- EXERCISE
What is asked for is the whole listing, given again word for word.

- MATERIAL FOR THIS EXERCISE

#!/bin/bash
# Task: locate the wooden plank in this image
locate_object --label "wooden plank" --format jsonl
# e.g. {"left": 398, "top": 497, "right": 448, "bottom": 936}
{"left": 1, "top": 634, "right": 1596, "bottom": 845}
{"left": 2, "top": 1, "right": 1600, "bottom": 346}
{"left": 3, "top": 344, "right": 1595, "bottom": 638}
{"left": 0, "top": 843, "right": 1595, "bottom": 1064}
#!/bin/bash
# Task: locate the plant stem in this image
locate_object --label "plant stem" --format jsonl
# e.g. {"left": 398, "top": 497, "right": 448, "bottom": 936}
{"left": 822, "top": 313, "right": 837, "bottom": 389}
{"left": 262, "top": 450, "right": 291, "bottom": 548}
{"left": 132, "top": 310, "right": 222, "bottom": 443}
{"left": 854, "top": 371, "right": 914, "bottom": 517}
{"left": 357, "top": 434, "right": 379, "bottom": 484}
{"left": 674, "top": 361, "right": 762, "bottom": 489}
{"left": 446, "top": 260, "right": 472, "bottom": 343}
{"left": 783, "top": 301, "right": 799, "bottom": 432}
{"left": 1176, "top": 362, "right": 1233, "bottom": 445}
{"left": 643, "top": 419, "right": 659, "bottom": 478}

- ANSWER
#!/bin/bash
# Task: locate the wooden plank in this image
locate_object --label "wooden plank" --format jsonl
# e.g. {"left": 398, "top": 497, "right": 448, "bottom": 936}
{"left": 1, "top": 634, "right": 1596, "bottom": 845}
{"left": 2, "top": 1, "right": 1600, "bottom": 346}
{"left": 3, "top": 344, "right": 1595, "bottom": 638}
{"left": 0, "top": 843, "right": 1595, "bottom": 1064}
#!/bin/bash
# Task: locate the plant stem in this image
locate_object --label "plant stem" --format jsonl
# e.g. {"left": 398, "top": 497, "right": 448, "bottom": 936}
{"left": 822, "top": 313, "right": 837, "bottom": 389}
{"left": 262, "top": 450, "right": 291, "bottom": 548}
{"left": 132, "top": 310, "right": 222, "bottom": 443}
{"left": 854, "top": 371, "right": 914, "bottom": 517}
{"left": 357, "top": 434, "right": 379, "bottom": 484}
{"left": 674, "top": 361, "right": 762, "bottom": 489}
{"left": 446, "top": 260, "right": 472, "bottom": 343}
{"left": 783, "top": 301, "right": 799, "bottom": 432}
{"left": 1176, "top": 362, "right": 1233, "bottom": 445}
{"left": 643, "top": 419, "right": 659, "bottom": 478}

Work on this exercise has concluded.